- [INPUT RECORDS]
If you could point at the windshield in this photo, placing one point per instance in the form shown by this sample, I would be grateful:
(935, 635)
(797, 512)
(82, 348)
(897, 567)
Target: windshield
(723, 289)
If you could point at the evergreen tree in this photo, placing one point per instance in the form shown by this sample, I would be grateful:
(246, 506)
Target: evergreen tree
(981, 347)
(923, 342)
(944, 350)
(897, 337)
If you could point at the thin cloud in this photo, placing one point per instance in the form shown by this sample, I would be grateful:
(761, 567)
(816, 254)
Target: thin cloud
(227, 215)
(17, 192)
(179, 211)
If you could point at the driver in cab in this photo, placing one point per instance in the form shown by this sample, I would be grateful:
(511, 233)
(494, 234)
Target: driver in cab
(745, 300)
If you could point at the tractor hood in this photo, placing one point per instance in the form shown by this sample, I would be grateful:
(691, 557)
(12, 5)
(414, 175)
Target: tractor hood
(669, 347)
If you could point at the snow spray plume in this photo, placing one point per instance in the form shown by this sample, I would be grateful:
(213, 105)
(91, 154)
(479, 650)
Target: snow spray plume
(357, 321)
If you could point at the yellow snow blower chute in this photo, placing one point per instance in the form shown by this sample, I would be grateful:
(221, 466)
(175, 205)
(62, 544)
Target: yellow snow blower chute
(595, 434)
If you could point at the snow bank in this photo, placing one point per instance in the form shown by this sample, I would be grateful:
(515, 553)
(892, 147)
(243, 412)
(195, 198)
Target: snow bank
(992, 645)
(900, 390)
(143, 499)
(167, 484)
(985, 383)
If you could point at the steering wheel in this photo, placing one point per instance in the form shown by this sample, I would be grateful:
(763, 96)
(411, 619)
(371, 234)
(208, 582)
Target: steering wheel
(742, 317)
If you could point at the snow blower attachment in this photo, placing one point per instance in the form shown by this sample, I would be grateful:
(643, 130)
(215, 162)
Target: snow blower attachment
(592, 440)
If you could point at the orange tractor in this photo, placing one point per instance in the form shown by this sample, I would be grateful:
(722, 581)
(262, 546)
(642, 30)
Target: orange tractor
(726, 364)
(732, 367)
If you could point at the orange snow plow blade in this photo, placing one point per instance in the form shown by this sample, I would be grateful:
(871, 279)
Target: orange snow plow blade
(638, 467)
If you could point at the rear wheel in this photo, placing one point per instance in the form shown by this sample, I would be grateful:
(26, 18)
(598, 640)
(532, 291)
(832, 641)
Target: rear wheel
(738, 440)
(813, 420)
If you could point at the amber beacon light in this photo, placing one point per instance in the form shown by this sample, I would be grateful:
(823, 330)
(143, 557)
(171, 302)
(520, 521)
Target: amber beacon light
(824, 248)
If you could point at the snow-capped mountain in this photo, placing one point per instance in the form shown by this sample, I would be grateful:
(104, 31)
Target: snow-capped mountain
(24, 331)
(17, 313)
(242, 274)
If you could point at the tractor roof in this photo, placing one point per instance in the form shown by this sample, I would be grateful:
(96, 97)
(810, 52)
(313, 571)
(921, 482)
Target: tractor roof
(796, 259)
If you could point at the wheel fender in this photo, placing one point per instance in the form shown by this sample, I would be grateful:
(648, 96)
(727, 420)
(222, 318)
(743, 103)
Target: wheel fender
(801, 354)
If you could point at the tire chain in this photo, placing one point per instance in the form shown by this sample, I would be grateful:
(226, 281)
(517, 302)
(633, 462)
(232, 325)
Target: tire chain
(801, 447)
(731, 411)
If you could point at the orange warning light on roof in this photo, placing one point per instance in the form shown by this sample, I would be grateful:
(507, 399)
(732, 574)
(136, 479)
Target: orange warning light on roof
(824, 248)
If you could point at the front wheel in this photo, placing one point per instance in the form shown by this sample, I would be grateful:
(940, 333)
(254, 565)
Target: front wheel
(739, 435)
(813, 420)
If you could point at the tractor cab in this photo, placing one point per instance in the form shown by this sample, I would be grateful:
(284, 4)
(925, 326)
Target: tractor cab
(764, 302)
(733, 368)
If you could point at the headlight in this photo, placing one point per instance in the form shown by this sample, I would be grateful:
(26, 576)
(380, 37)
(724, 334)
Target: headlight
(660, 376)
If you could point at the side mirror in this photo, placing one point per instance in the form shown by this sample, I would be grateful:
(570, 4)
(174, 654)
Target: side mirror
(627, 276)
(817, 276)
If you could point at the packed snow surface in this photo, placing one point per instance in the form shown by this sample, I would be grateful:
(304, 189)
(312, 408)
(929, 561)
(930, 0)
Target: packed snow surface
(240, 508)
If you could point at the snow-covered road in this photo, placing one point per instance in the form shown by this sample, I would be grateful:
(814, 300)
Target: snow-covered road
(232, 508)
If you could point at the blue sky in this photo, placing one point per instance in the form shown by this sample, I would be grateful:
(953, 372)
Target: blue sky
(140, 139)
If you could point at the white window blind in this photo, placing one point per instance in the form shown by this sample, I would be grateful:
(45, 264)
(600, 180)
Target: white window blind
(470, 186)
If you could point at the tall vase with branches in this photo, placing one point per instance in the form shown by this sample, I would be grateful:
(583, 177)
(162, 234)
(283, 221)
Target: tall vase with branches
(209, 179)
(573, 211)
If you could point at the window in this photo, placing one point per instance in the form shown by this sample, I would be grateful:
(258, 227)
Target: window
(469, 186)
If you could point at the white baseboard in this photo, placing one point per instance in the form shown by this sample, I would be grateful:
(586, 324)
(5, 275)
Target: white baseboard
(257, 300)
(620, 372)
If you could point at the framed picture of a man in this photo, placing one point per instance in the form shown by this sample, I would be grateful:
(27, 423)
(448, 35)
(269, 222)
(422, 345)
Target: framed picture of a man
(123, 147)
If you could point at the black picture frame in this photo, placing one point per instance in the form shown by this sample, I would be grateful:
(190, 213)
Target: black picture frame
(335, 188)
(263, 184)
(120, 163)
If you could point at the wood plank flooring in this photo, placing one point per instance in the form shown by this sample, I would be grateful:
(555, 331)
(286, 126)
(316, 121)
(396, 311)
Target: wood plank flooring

- [TRY IT] Having read the records above, reproduce each one exactly.

- [EXERCISE RESPONSE]
If you could point at the windshield in this photo, placing one point per instance in the form shown by this sample, I would be grateful:
(935, 635)
(797, 512)
(82, 348)
(897, 567)
Target: windshield
(723, 289)
If you could point at the evergreen tree in this photo, placing one point per instance in the form shown by this sample, I would be grateful:
(246, 506)
Target: evergreen tree
(981, 347)
(923, 342)
(944, 350)
(897, 337)
If you could point at the thin cloud in this photo, placing one point per instance in the form shown by this sample, I would be grateful:
(761, 567)
(816, 254)
Target: thin cloud
(227, 215)
(17, 192)
(179, 211)
If you could point at the driver in cab in this photo, placing one point per instance in the form shown by this sample, I would be grateful:
(511, 233)
(494, 234)
Target: driver in cab
(745, 300)
If you could point at the tractor hood in this photo, placing one point per instance in the form shown by this sample, I would be grateful:
(691, 557)
(12, 5)
(414, 175)
Target: tractor hood
(669, 347)
If you could point at the snow spray plume in this photo, placing one point per instance in the form shown by this sample, I would be grateful:
(213, 105)
(91, 154)
(479, 650)
Target: snow spray plume
(357, 321)
If you could point at the yellow snow blower chute in this photo, placing one point per instance in the form shown by this sample, I would be grateful:
(221, 466)
(175, 205)
(62, 544)
Target: yellow snow blower chute
(595, 434)
If you could point at the snow bank in this photo, placing one point per instance in the form shown by this sample, I would be grateful:
(515, 553)
(892, 147)
(243, 412)
(195, 198)
Target: snow bank
(992, 645)
(900, 390)
(143, 499)
(167, 484)
(985, 383)
If you could point at the steering wheel in this photo, placing one point per instance in the form shown by this sample, I would be grateful:
(763, 96)
(411, 619)
(371, 234)
(208, 582)
Target: steering wheel
(742, 317)
If you could point at the snow blower attachment in this photo, placing one point per instance in the form shown by this sample, I would be grateful:
(643, 130)
(215, 162)
Target: snow blower attachment
(592, 440)
If you could point at the orange tractor in this photo, placing one point per instance in the form shown by this sample, I would be grateful:
(722, 581)
(262, 546)
(642, 30)
Target: orange tractor
(726, 364)
(732, 367)
If you could point at the orange snow plow blade in this photo, placing one point per instance in the form shown by this sample, I would be grateful:
(871, 279)
Target: orange snow plow blade
(638, 467)
If you could point at the rear wheel in this photo, placing one point per instance in the form shown by this sample, I would be grateful:
(26, 18)
(598, 640)
(532, 291)
(832, 641)
Target: rear wheel
(738, 440)
(813, 420)
If you could point at the amber beacon light in this photo, placing one point per instance in the form shown by this sample, I would be grateful:
(823, 330)
(143, 557)
(171, 302)
(520, 521)
Target: amber beacon light
(824, 248)
If you could point at the snow-capped mountain in this photo, placing one point per instance in the form shown by this sample, I would be grateful:
(104, 31)
Target: snow-capped mountain
(24, 331)
(17, 313)
(242, 274)
If you could point at the tractor roof in this photo, placing one point per instance in the form shown by this sample, I would be grateful:
(96, 97)
(810, 52)
(313, 571)
(921, 482)
Target: tractor roof
(796, 259)
If you could point at the wheel fender in this photo, placing one point per instance in the form shown by this sample, I would be grateful:
(648, 96)
(727, 420)
(222, 318)
(743, 103)
Target: wheel fender
(801, 354)
If you could point at the tire chain in this photo, placing one point per instance in the form shown by this sample, I would be grateful:
(226, 281)
(517, 302)
(633, 462)
(232, 325)
Target: tire chain
(801, 447)
(731, 411)
If you could point at the orange warning light on roof in this photo, placing one point per instance in the form shown by this sample, I would be grateful:
(507, 399)
(732, 574)
(136, 479)
Target: orange warning light on roof
(824, 248)
If you could point at the front wheel in this photo, placing one point per instance in the form shown by this sample, I would be grateful:
(940, 333)
(254, 565)
Target: front wheel
(739, 435)
(813, 420)
If you could point at the tractor cab in this photo, placing one point per instance in the form shown by this sample, I would be grateful:
(284, 4)
(925, 326)
Target: tractor cab
(764, 302)
(733, 368)
If you could point at the headlight in this photo, placing one point per instance in the form shown by this sample, I would be grateful:
(26, 576)
(380, 37)
(724, 334)
Target: headlight
(660, 376)
If you could point at the side mirror in this photo, placing one point per instance in the form shown by this sample, I would be grateful:
(570, 4)
(174, 654)
Target: side mirror
(627, 276)
(817, 276)
If you could point at the packed snow surface in this photo, placing one point per instance in the form shown by this sample, I would be grateful:
(304, 189)
(312, 408)
(929, 561)
(930, 0)
Target: packed snow surface
(240, 508)
If you could point at the snow-covered road in this photo, placing one point per instance in the form shown by this sample, I would be grateful:
(814, 300)
Target: snow-covered road
(232, 508)
If you could point at the blue sky in this photo, placing one point per instance in the form shown by this sample, I would be grateful:
(953, 372)
Target: blue sky
(140, 139)
If you could point at the white window blind in this photo, placing one point per instance in the form shown by this sample, I would be grateful:
(45, 264)
(600, 180)
Target: white window blind
(470, 186)
If you could point at the tall vase with branches in this photo, placing one point per instance in the form shown by this sample, I would be grateful:
(583, 177)
(162, 234)
(283, 221)
Target: tall vase with branches
(209, 179)
(573, 211)
If you could point at the window in this photo, placing one point per instance in the form shown by this sample, I would be grateful:
(258, 227)
Target: window
(469, 186)
If you could point at the white baseboard in this photo, placing one point per instance in the form shown by this sample, I would be grateful:
(586, 324)
(5, 275)
Target: white baseboard
(257, 300)
(620, 372)
If you could point at the framed picture of a man in this photo, placing one point per instance in the form shown by this sample, I would be grateful:
(27, 423)
(448, 35)
(269, 222)
(422, 345)
Target: framed picture of a man
(123, 147)
If you could point at the black picture frame in this photo, placing one point per instance in the form shown by this sample, I would be grateful:
(190, 213)
Target: black picture frame
(335, 188)
(263, 184)
(120, 163)
If you could point at the wood plank flooring in this photo, placing one point per instance in the form shown by this sample, I would be grateful:
(555, 331)
(286, 126)
(316, 121)
(396, 311)
Target: wood plank flooring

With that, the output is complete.